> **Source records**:
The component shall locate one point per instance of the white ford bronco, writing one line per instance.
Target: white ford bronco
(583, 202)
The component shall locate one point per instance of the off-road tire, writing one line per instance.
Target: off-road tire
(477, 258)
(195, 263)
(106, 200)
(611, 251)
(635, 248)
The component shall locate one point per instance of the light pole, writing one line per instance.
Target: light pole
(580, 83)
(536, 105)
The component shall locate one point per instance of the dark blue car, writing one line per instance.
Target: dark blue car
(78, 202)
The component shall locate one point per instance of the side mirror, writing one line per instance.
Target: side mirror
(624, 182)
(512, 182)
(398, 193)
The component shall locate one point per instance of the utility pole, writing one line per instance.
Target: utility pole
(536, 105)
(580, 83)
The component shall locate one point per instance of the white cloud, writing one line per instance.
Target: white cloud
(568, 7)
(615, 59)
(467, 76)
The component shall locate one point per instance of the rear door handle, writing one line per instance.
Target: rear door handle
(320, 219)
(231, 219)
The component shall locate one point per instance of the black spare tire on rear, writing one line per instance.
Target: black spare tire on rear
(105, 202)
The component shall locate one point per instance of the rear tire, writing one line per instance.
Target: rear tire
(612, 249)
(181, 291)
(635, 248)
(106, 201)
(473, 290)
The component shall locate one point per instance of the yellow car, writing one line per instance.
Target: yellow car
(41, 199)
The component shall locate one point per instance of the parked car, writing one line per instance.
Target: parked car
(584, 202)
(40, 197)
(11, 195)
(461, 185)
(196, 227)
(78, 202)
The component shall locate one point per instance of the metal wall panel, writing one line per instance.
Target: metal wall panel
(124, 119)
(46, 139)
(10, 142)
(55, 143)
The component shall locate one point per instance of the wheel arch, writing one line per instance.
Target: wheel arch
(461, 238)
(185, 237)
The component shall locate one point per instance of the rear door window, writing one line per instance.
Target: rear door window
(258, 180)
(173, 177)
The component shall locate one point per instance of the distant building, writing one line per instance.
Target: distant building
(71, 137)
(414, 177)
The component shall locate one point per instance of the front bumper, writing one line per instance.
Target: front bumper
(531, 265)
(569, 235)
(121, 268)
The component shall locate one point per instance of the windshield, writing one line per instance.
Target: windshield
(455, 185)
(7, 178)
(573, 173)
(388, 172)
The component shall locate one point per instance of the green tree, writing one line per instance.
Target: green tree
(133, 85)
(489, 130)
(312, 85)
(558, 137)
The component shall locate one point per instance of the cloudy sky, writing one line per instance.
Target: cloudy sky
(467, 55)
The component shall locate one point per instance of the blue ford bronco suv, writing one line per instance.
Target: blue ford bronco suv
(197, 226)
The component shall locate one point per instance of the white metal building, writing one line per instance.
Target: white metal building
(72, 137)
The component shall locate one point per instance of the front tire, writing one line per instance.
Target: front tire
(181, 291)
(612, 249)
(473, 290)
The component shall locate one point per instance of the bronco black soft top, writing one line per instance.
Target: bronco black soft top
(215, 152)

> **EXERCISE OBJECTIVE**:
Nothing but the exact lines of the data above, from the line containing "The component shall locate one point per instance of the green" through the last, should appear in the answer.

> **PROBLEM SOLUTION**:
The component shall locate one point per instance of the green tree, writing one line per instance.
Target: green tree
(133, 85)
(489, 130)
(312, 85)
(558, 137)
The component shall locate one point per instance of the cloudy sky, writing one line per instance.
Target: cloudy sky
(467, 55)
The component shall locate one point per instance of the blue ford bronco suv, writing one line per instance.
Target: blue ford bronco suv
(197, 226)
The component shall locate one point per instance of the white metal building, writing one line per instance.
Target: white metal building
(72, 137)
The component shall locate one point per instance of the front tire, writing one line per instance.
Target: front tire
(181, 291)
(612, 249)
(473, 290)
The component shall locate one point per instance of the bronco black soft top, writing one line per instance.
Target: bronco black soft top
(215, 152)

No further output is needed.